» What the task requires:
Each line of the records that holds the word "green" should be copied out.

****************************************

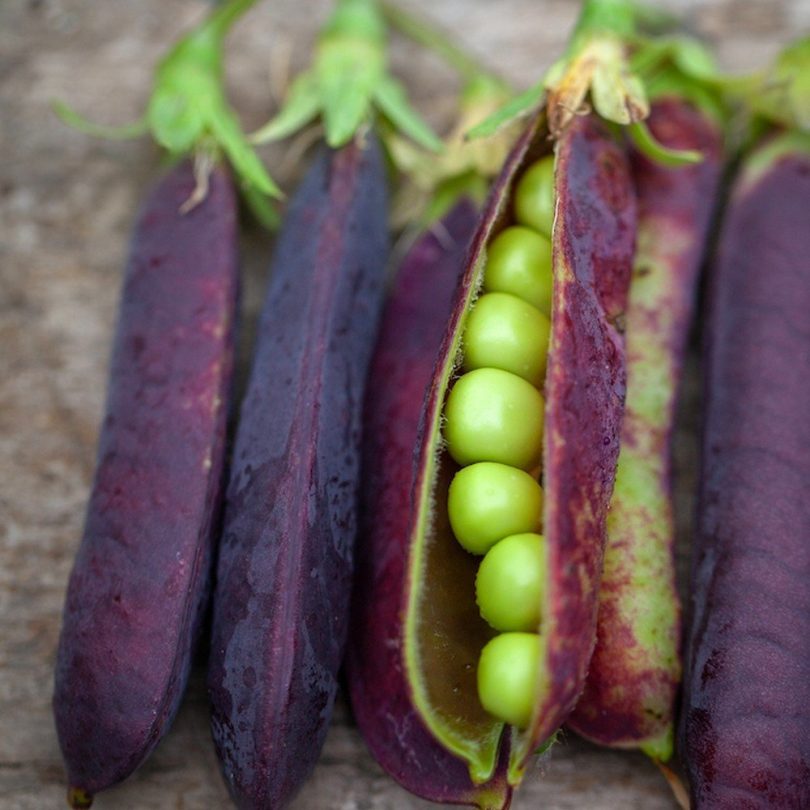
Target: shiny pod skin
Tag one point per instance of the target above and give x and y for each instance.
(414, 321)
(140, 581)
(747, 686)
(635, 672)
(416, 607)
(285, 566)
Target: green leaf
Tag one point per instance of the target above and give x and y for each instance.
(693, 59)
(393, 102)
(175, 120)
(77, 121)
(646, 143)
(301, 106)
(348, 72)
(518, 107)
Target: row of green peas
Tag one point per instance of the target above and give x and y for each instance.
(494, 430)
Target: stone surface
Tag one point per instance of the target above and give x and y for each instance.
(67, 203)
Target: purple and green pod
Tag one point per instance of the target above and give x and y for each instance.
(284, 573)
(635, 672)
(139, 584)
(416, 609)
(747, 687)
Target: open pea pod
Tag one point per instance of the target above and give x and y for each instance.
(418, 633)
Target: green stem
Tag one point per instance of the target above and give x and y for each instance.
(226, 14)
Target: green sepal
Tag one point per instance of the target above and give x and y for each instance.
(187, 112)
(300, 109)
(348, 82)
(782, 94)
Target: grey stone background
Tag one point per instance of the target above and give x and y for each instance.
(67, 203)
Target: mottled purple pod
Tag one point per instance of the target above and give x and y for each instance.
(746, 717)
(140, 582)
(413, 324)
(635, 672)
(416, 608)
(285, 566)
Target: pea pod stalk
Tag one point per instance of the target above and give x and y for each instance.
(140, 582)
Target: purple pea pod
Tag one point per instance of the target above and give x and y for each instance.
(746, 721)
(413, 324)
(418, 633)
(285, 566)
(635, 672)
(139, 585)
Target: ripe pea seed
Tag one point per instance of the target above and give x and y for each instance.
(507, 333)
(489, 501)
(511, 581)
(519, 262)
(534, 196)
(507, 677)
(494, 415)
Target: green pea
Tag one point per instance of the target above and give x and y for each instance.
(534, 196)
(519, 262)
(507, 677)
(488, 501)
(507, 333)
(493, 415)
(511, 581)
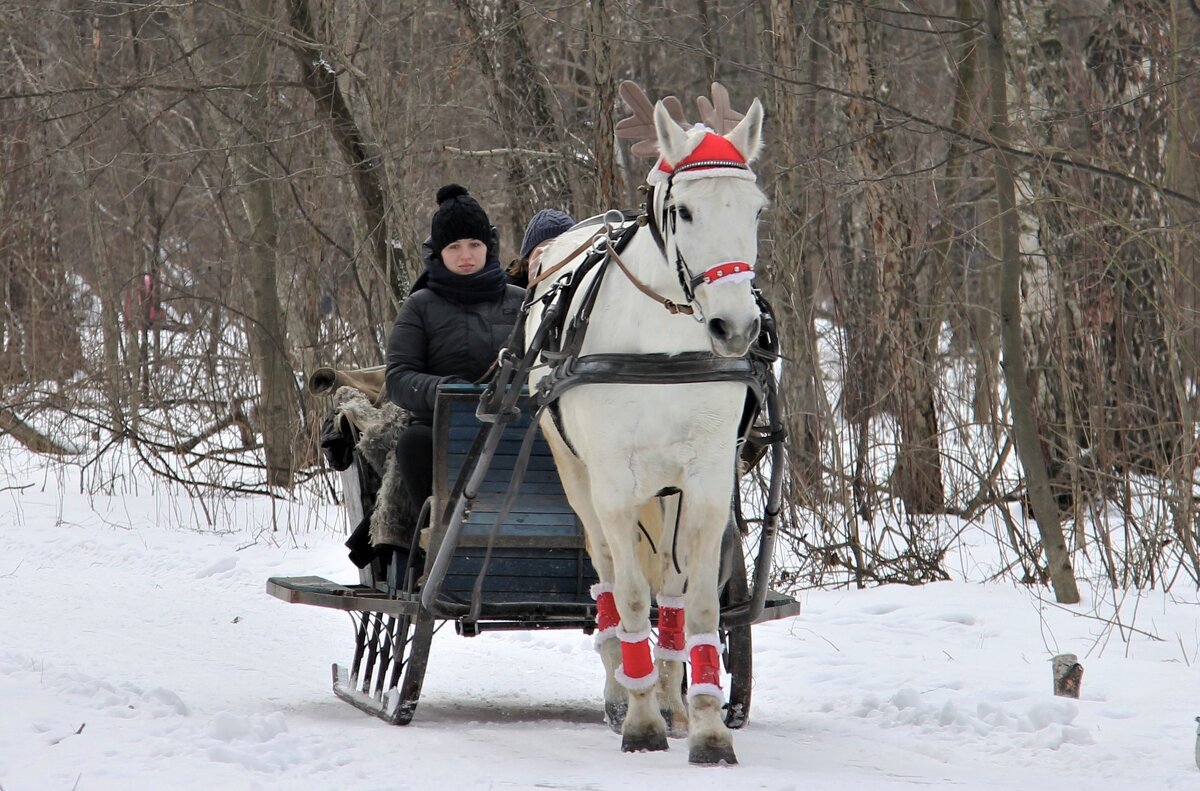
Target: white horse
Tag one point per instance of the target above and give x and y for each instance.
(619, 448)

****************************************

» Solved exercise:
Target: green leaf
Target: row of green peas
Target: purple and green pod
Target: green stem
Target: green sepal
Target: green pea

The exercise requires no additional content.